Stated exercise - Reproduce the data below word for word, leaving the pictures out of your copy.
========================================
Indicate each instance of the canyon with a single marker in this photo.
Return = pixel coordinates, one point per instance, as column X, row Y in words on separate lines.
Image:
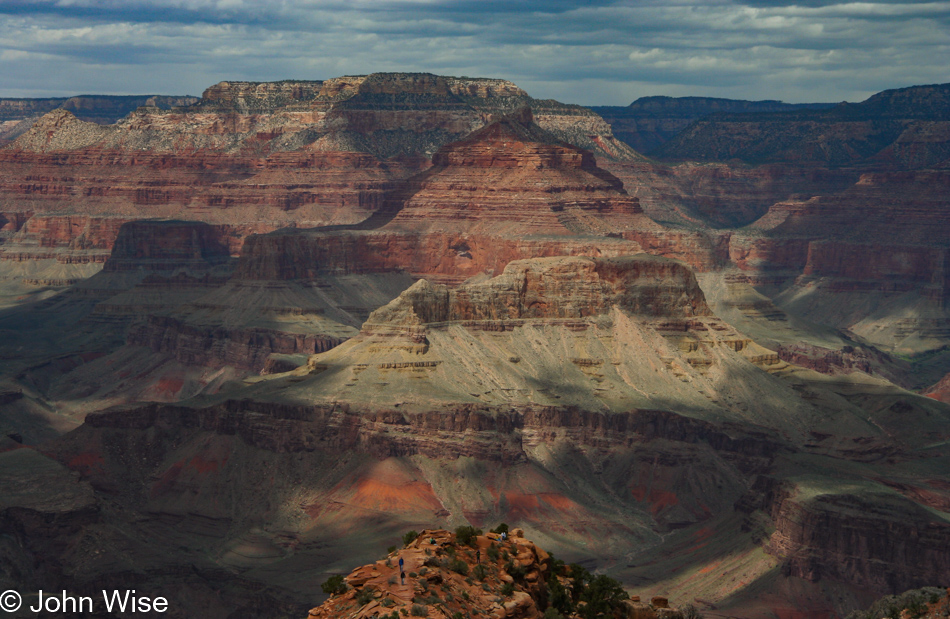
column 253, row 338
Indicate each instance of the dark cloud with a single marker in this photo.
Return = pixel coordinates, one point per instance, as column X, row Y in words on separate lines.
column 606, row 52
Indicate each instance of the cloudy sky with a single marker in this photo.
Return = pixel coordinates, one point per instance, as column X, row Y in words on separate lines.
column 596, row 52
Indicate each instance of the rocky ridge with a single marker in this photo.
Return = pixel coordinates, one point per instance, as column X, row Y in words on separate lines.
column 903, row 129
column 516, row 577
column 650, row 122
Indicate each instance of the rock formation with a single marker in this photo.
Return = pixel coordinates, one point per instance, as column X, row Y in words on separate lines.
column 895, row 129
column 650, row 122
column 514, row 575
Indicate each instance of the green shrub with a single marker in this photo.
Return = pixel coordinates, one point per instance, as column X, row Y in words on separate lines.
column 335, row 585
column 558, row 596
column 603, row 595
column 467, row 535
column 459, row 567
column 516, row 570
column 690, row 612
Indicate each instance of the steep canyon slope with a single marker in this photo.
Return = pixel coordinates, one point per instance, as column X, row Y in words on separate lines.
column 254, row 339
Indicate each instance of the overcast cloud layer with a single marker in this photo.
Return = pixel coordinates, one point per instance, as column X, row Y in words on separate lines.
column 593, row 53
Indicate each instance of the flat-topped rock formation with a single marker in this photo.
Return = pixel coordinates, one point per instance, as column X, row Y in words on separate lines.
column 506, row 192
column 650, row 122
column 445, row 568
column 905, row 128
column 579, row 398
column 267, row 155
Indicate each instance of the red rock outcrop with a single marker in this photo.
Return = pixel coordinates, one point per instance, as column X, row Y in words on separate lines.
column 642, row 285
column 245, row 348
column 508, row 191
column 940, row 391
column 438, row 558
column 268, row 154
column 872, row 539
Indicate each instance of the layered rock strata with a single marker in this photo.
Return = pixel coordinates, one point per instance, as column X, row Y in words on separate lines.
column 508, row 191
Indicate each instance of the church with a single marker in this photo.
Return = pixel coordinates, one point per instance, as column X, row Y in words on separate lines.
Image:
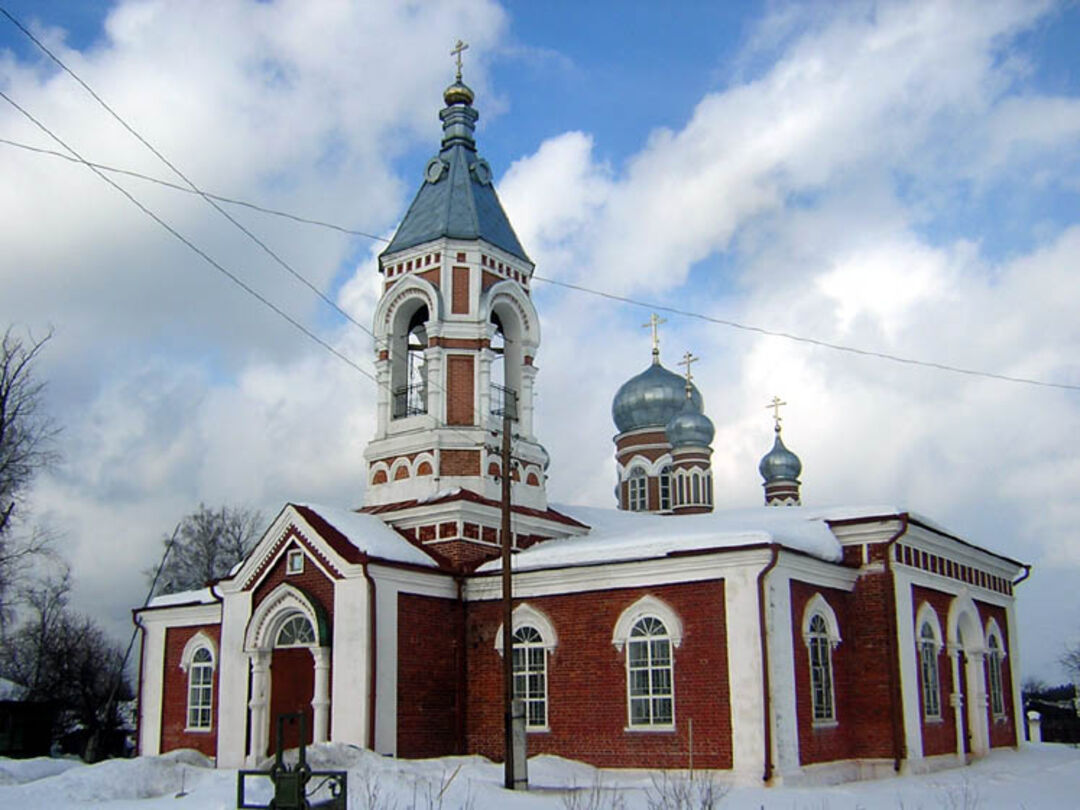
column 779, row 643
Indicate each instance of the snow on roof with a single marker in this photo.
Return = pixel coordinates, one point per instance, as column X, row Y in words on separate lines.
column 202, row 596
column 369, row 535
column 619, row 536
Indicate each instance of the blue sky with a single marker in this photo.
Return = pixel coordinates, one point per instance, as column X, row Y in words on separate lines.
column 900, row 177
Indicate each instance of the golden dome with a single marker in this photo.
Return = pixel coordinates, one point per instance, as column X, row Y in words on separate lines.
column 458, row 93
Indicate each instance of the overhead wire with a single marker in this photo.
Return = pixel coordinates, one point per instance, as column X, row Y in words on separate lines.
column 213, row 199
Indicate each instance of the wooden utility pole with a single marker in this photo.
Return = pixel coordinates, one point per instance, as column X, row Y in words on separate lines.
column 508, row 615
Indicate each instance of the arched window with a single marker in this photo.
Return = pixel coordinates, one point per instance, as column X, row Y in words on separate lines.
column 820, row 648
column 637, row 490
column 201, row 689
column 296, row 632
column 665, row 488
column 649, row 674
column 994, row 664
column 530, row 675
column 928, row 665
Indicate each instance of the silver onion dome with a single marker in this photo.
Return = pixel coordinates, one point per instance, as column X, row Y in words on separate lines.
column 651, row 399
column 690, row 428
column 780, row 463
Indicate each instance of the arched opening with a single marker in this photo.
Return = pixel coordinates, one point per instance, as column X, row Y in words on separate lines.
column 293, row 686
column 408, row 376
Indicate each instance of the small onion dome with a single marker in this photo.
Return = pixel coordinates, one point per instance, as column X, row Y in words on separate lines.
column 690, row 428
column 780, row 463
column 651, row 399
column 458, row 93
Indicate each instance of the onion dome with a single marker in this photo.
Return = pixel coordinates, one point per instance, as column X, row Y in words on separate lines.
column 780, row 463
column 690, row 428
column 458, row 93
column 651, row 399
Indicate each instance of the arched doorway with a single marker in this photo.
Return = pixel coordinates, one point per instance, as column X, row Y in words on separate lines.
column 287, row 643
column 967, row 650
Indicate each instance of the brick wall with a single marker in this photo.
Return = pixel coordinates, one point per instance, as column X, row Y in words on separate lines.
column 174, row 707
column 459, row 390
column 292, row 688
column 939, row 737
column 1002, row 730
column 833, row 741
column 430, row 664
column 586, row 680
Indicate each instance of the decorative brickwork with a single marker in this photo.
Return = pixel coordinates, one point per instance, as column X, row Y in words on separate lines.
========================================
Response below -
Indicate each instance of the canyon with a single marker in this photo.
Return = pixel coordinates, one point per instance, as column X, row Y in words on separate lines.
Image:
column 253, row 338
Indicate each instance of the dark cloud with a single marker in this photo.
Return = pixel coordinates, one point per instance, as column X, row Y in words on separate lines.
column 606, row 52
Indicate each instance of the cloudy sky with a single marker in this photo.
Return = pixel coordinates, one point per instance, as column X, row Y in words on separate lines.
column 596, row 52
Indicate each instance of the rocky ridge with a single marker in this photo.
Return = pixel coordinates, one point per instance, as column X, row Y in words on separate lines.
column 903, row 129
column 516, row 577
column 650, row 122
Indicate each instance of the rock formation with a single marker in this photo.
Return = pixel coordinates, one point per instance, as column X, row Y in words on separate lines.
column 895, row 129
column 650, row 122
column 514, row 575
Indicate each instance of the green shrub with a single marker in this photo.
Return = pixel coordinates, one point per instance, as column X, row Y in words on separate lines.
column 335, row 585
column 558, row 596
column 603, row 595
column 467, row 535
column 459, row 567
column 516, row 570
column 690, row 612
Indicate each instance of the steep canyon slope with a single marker in this photo.
Return = pixel coordinates, one point per instance, as column X, row Y in words on separate lines.
column 254, row 339
Indicate each instance of the overcast cloud layer with a single marker in this photo.
Return = pixel coordinates, one point per instance, as column X, row Y in words on separate lines.
column 593, row 53
Indicate each instance of the flat-topped rock formation with a single marker in this photo.
Return = pixel coordinates, one point per instance, as column X, row Y in words on separate lines.
column 506, row 192
column 650, row 122
column 445, row 568
column 905, row 128
column 579, row 398
column 267, row 155
Indicate each instance of the red rock outcrop with a single marker in this photo.
Return = pixel coordinates, one point per instance, as column X, row Y in words on separate lines.
column 642, row 285
column 245, row 348
column 508, row 191
column 940, row 391
column 438, row 558
column 268, row 154
column 872, row 539
Indicate each instance of the layered rock strata with a single marker in this photo.
Return = pixel coordinates, one point per instance, as column X, row Y in words on separate lines.
column 508, row 191
Indicate each instance of the church with a single marker in this photo.
Return = pixel coordinates, one point per instance, as column X, row Y in words on separate lines.
Image:
column 779, row 643
Indicate each instance of the snow on roof with a single marker in this photo.
Return = pixel coordinates, one point per instance, as column X, row Y in words on separate lines.
column 202, row 596
column 369, row 535
column 619, row 536
Indicate each instance of the blue sky with a single marker in this photo.
Return = pixel coordinates, one point per instance, as column X, row Y in words on separate lines.
column 900, row 177
Indicate each instance of the golden dome with a single marker in this photo.
Return = pixel coordinates, one point per instance, as column X, row Y in words on separate lines.
column 458, row 93
Indicate each instance of the overhead wire with a single marker in this photo.
Return = pixel coordinates, one point per instance, as column X, row Y in words on separate lines.
column 213, row 199
Indicate each instance of the wooden utility pole with a single marker in this photo.
Return = pixel coordinates, one point per instance, as column X, row Y in words on separate lines.
column 508, row 615
Indicate each instance of the arched window with a single marker in this photo.
Return = pixel coordinates, one point per instance, as column X, row Y in words on separate lines.
column 820, row 648
column 637, row 490
column 201, row 689
column 296, row 632
column 665, row 488
column 649, row 674
column 994, row 664
column 530, row 675
column 928, row 665
Indicate each instance of the silver onion dome with a single marker in this photo.
Return = pixel coordinates, one point per instance, as column X, row Y in words on separate lines.
column 651, row 399
column 690, row 428
column 780, row 463
Indicate each instance of the arched opening with a single marker in this photo.
Return = pixel coordinates, one point per instance, as column X, row Y in words on separate lines.
column 293, row 686
column 408, row 376
Indicate each instance of the small onion dome with a single marker in this photo.
Return = pixel coordinates, one point per instance, as column X, row Y in words on separate lines.
column 690, row 428
column 780, row 463
column 651, row 399
column 458, row 93
Indicate each instance of the onion dome with a single marker in this photo.
Return = pixel coordinates, one point per instance, as column X, row Y in words on separate lines.
column 780, row 463
column 690, row 428
column 458, row 93
column 651, row 399
Indicate each instance of the arched doorway with a single marker in this photo.
Return = pixel coordinates, one point per instance, as column X, row Y in words on separate lines.
column 287, row 643
column 967, row 650
Indicate each instance of the brick wall with a single marker in this photo.
Return = pixel coordinates, one point per instance, as column X, row Y in words on separate lines.
column 174, row 707
column 459, row 390
column 292, row 688
column 939, row 737
column 1002, row 730
column 833, row 741
column 430, row 664
column 586, row 680
Indicate each instance of the decorative brickwork with a single marker in this photo.
Return = pixel coordinates, one point per instance, as column X, row Y in words on separate lines.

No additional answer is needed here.